### Tasks to perform
1. Answer these questions from the text on narrowing peaks in synthetic spectra:
(a) Which figures show the recovered profiles?
(b) What spectral resolution setting was used for the example narrowed spectrum?
(c) Which two highly overlapped peaks with different profiles are named?
2. From the text on narrowing peaks in synthetic spectra, repeat word for word the part that begins at the words "Performance of the method on synthetic" and stops after the words "term of 0.01.".

The performance of the method on the synthetic test spectra is shown in Fig. 2 and in more detail in Fig. S4 (Supplemental Material). The bands were well narrowed and hence clearly separated as shown in Figs. 2a, 2e, and 2f. Generally, all the peaks were detected, and no artifact peaks were generated, thus the number of narrowed peaks corresponded with that in the ground truth set and target spectra, see Fig. 2b and also Figs. 2e and 2f. Importantly, peak separation occurred with a recovery of the peaks’ true profiles, thus leading to a decorrelation between unrelated peaks while maintaining a correlation with their respective truth set peaks. The correlation effects are shown in Figs. 2c and 2d, and the recovered profiles in Figs. 2g and 2h. Thus, with appropriate parameter settings, an accurate performance can be obtained on noise-free synthetic spectra.

OPEN IN VIEWER

Figure 2.

Performance of the method on synthetic spectra. (a) Peaks were mostly well separated for all specified resolutions similar to or less than that of the test spectra. (b) In general, no peaks were missed, or artifactual peaks created. (c, d) For the highly overlapped P6 and P7 with different profiles, a high correlation was observed between the narrowed recovered P6 and its corresponding target peak and a reduced correlation between the narrowed P6 and P7 suggesting a decorrelation between them. (e, f) An example narrowed spectrum, superimposed on the corresponding test and target spectra, shows effectively narrowed (with commensurately increased intensities) and separated peaks with (g, h) good recovery of their true profiles, consistent with (c, d). The example narrowed spectrum was processed with a spectral resolution setting of 12 and a peak momentum term of 0.01.

[Stored data entries]
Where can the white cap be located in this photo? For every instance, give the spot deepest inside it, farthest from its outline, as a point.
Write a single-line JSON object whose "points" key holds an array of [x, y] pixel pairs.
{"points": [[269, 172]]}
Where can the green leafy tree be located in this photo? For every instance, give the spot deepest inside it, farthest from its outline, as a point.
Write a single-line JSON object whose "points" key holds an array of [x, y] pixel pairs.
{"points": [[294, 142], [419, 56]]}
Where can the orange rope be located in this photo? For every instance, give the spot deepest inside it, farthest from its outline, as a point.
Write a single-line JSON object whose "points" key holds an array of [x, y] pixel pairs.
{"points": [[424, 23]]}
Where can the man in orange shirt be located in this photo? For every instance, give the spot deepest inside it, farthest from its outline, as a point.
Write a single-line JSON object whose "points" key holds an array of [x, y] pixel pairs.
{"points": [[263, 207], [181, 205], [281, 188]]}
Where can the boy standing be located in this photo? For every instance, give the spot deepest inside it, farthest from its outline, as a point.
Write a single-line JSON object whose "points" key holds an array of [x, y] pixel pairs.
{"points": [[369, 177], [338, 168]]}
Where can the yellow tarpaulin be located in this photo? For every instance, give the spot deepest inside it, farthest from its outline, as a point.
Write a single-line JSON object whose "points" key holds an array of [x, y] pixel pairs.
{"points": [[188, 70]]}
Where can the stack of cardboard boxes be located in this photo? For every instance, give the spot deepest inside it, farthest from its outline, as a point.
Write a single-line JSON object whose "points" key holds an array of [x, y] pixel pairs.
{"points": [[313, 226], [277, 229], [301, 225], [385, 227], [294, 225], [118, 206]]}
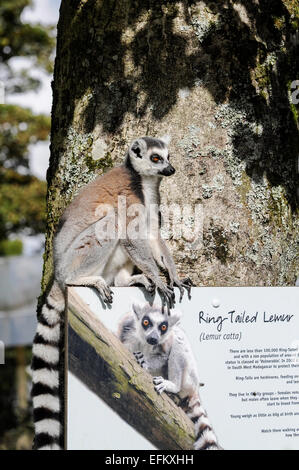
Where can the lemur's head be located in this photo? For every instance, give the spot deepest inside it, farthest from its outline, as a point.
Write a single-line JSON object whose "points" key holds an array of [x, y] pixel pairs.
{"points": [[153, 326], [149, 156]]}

### Answers for the exercise
1.
(a) Figs. 2g and 2h
(b) 12
(c) P6 and P7

2.
Performance of the method on synthetic spectra. (a) Peaks were mostly well separated for all specified resolutions similar to or less than that of the test spectra. (b) In general, no peaks were missed, or artifactual peaks created. (c, d) For the highly overlapped P6 and P7 with different profiles, a high correlation was observed between the narrowed recovered P6 and its corresponding target peak and a reduced correlation between the narrowed P6 and P7 suggesting a decorrelation between them. (e, f) An example narrowed spectrum, superimposed on the corresponding test and target spectra, shows effectively narrowed (with commensurately increased intensities) and separated peaks with (g, h) good recovery of their true profiles, consistent with (c, d). The example narrowed spectrum was processed with a spectral resolution setting of 12 and a peak momentum term of 0.01.